### DATASET CONTENT

··········

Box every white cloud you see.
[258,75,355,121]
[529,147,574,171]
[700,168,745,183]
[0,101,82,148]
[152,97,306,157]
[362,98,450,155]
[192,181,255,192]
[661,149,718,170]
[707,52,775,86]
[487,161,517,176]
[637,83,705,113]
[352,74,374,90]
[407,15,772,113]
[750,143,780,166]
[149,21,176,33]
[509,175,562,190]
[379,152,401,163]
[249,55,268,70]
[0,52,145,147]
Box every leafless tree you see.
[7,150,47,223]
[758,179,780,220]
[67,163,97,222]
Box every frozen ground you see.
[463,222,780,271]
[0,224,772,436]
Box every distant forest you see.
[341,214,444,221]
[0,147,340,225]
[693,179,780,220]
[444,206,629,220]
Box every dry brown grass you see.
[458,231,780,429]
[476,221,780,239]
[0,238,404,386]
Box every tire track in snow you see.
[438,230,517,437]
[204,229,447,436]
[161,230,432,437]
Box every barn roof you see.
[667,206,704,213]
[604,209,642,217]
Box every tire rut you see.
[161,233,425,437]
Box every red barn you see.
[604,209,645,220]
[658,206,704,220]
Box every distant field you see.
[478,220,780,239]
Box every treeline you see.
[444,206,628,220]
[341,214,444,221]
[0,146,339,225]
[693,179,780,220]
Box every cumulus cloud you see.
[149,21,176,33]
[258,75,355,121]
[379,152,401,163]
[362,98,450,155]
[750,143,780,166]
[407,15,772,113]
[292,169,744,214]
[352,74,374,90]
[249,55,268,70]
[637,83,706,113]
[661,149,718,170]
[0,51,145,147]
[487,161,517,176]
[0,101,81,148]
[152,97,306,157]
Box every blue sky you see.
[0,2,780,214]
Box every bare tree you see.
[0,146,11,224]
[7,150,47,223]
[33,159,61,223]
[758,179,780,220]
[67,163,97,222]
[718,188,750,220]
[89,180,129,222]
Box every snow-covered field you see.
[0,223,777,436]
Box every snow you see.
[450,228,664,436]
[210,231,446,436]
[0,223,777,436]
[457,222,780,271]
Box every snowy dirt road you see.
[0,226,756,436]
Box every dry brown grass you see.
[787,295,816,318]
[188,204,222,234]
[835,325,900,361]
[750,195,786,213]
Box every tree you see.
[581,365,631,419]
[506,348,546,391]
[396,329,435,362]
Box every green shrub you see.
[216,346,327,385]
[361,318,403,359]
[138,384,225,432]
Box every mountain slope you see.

··········

Rewrite the data above with "dry brown grass" swapped for "withered grass" wherever it occurs. Keep everything else unchanged.

### COMPLETE RESPONSE
Box every white cloud you see.
[258,75,355,121]
[529,147,574,171]
[700,168,745,183]
[0,101,82,148]
[152,97,306,157]
[362,98,450,155]
[192,181,255,192]
[661,149,718,170]
[707,52,775,86]
[487,161,517,176]
[637,83,705,113]
[352,74,374,90]
[407,15,772,113]
[750,143,780,166]
[149,21,176,33]
[509,175,562,190]
[379,152,401,163]
[249,55,268,70]
[0,52,145,147]
Box every leafless tree you see.
[7,150,47,223]
[758,179,780,220]
[67,163,97,222]
Box every frozen ground you see.
[463,222,780,271]
[0,224,772,436]
Box every distant forest you see.
[341,214,444,221]
[0,147,340,225]
[693,179,780,220]
[444,206,629,220]
Box every withered grass you see.
[458,231,780,429]
[476,221,780,239]
[0,238,404,386]
Box every tire track in snow you see.
[438,230,517,437]
[204,229,447,436]
[161,230,432,437]
Box every barn roof you see.
[667,206,704,213]
[604,209,642,217]
Box every tire rut you see.
[161,233,425,437]
Box every red barn you see.
[604,209,645,220]
[658,206,704,220]
Box every distant field you see.
[478,220,780,239]
Box every treeline you see.
[444,206,628,220]
[341,214,444,221]
[0,146,339,225]
[693,179,780,220]
Box every cumulus cloud you see.
[149,21,176,33]
[258,75,355,121]
[379,152,401,163]
[362,98,450,155]
[750,143,780,166]
[407,15,772,113]
[292,169,744,214]
[352,74,374,90]
[249,55,268,70]
[637,83,706,113]
[661,149,718,170]
[0,51,145,147]
[487,161,517,176]
[0,101,81,148]
[152,97,306,157]
Box every blue sky you see.
[0,2,780,214]
Box every bare tree you see.
[0,146,11,224]
[7,150,47,223]
[33,159,61,223]
[758,179,780,220]
[67,163,97,222]
[718,188,750,220]
[89,180,129,222]
Box every snow-covered field you see.
[0,223,777,436]
Box every snow you see.
[450,228,664,436]
[210,231,446,436]
[0,223,777,436]
[457,222,780,271]
Box every snowy dirt road you see.
[0,226,756,436]
Box every withered grass you see.
[787,295,816,318]
[188,204,222,234]
[835,325,900,361]
[750,195,786,213]
Box every tree you see.
[581,365,631,419]
[506,348,546,391]
[396,329,435,362]
Box every green shrub you see.
[216,346,327,385]
[361,318,403,359]
[138,384,225,432]
Box every mountain slope you see.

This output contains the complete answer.